Excerpted records section start

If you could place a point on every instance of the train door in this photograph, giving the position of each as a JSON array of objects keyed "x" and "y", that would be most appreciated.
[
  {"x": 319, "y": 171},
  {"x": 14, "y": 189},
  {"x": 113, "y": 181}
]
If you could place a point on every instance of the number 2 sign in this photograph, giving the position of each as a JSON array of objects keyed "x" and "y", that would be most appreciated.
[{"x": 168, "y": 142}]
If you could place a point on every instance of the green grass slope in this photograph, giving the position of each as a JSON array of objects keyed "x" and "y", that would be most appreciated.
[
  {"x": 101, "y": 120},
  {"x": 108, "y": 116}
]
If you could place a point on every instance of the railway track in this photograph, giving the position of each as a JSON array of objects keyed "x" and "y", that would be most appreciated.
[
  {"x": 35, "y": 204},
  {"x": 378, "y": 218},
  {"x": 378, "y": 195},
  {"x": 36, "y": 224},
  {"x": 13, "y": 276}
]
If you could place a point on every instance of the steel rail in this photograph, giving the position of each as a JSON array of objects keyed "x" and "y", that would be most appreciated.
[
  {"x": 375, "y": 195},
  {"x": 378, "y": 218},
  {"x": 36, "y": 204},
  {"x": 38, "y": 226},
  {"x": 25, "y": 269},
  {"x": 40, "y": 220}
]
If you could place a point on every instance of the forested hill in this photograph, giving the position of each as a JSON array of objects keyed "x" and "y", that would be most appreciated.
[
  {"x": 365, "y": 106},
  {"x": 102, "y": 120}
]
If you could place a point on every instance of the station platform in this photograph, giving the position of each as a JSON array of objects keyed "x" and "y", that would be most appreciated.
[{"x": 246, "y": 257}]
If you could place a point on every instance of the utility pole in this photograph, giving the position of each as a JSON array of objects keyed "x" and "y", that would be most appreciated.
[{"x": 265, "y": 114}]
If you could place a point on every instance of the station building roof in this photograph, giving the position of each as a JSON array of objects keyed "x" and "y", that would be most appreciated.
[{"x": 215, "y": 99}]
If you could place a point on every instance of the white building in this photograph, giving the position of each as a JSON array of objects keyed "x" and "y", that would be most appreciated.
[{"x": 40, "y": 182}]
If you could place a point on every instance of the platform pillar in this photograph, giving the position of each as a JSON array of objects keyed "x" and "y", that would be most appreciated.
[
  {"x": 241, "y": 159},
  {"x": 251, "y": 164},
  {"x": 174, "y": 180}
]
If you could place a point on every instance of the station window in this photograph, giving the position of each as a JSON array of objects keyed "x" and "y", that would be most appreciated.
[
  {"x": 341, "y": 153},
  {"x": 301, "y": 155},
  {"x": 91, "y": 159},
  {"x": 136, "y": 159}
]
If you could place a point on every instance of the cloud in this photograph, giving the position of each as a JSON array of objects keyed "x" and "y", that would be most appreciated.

Excerpted records section end

Every line of the data must be written out again word for word.

If you could place a point on every instance of the train door in this photograph, giving the position of each as a JSON array of objects keyed "x" and "y", that would be most appreciated.
[
  {"x": 319, "y": 171},
  {"x": 14, "y": 189},
  {"x": 113, "y": 181}
]
If you could place a point on every instance of the number 2 sign in this photograph, giving the position of each as a JSON array of objects keyed "x" and "y", that would be most appreciated.
[{"x": 168, "y": 142}]
If you could place a point on every instance of the green grass slope in this photograph, giving the position of each as a JSON array of objects keyed "x" and "y", that would be most appreciated.
[
  {"x": 101, "y": 120},
  {"x": 108, "y": 116}
]
If you could place a point on every instance of the railway track in this photograph, giving the position of each as a JSON array of objects keyed "x" and "y", that would be most appreciated.
[
  {"x": 35, "y": 204},
  {"x": 378, "y": 218},
  {"x": 378, "y": 195},
  {"x": 36, "y": 224},
  {"x": 13, "y": 276}
]
If you could place a point on every instance of the steel rail in this photograph, giving the position of each as a JSON array of objects keyed "x" and "y", that would be most appreciated.
[
  {"x": 375, "y": 195},
  {"x": 378, "y": 218},
  {"x": 36, "y": 204},
  {"x": 38, "y": 226},
  {"x": 25, "y": 269},
  {"x": 40, "y": 220}
]
If you could place a point on every instance of the forested hill in this photograph, giving the position of each as a JSON array of objects keyed "x" and "y", that would be most appreciated.
[
  {"x": 365, "y": 106},
  {"x": 102, "y": 120}
]
If you could place a point on every instance of the station platform in this photograph, giving the position of each as a JSON array of objects keyed "x" and "y", that would be most appreciated.
[{"x": 246, "y": 257}]
If you could place a point on every instance of the utility pole in this photograph, giving the position of each as a JSON array of objects keyed "x" and "y", that would be most appreciated.
[{"x": 265, "y": 114}]
If you could place a point on every instance of the station building roof in this photograph, giving the position of each as a JSON array of objects keyed "x" and "y", that would be most appreciated.
[{"x": 215, "y": 99}]
If you could place a point on every instance of the white building in this photograph, giving the position of each as a JSON array of objects keyed "x" and "y", that would be most appreciated.
[{"x": 40, "y": 182}]
If you could place a point on every instance of the platform pillar in this photograph, giving the position of each as a JSON array of objects keyed "x" and "y", that would be most appreciated.
[
  {"x": 241, "y": 159},
  {"x": 251, "y": 164},
  {"x": 174, "y": 180}
]
If you could place a point on every instance of the station window in this photograph, giving the position of each as a JSON array of objects keyed "x" and "y", that would be most appreciated.
[
  {"x": 341, "y": 153},
  {"x": 301, "y": 155},
  {"x": 91, "y": 159},
  {"x": 136, "y": 159}
]
If you could place a point on every instance of the cloud in this photograph, giving the position of each as a JSON array of objects keyed "x" and "y", that would be most appreciated.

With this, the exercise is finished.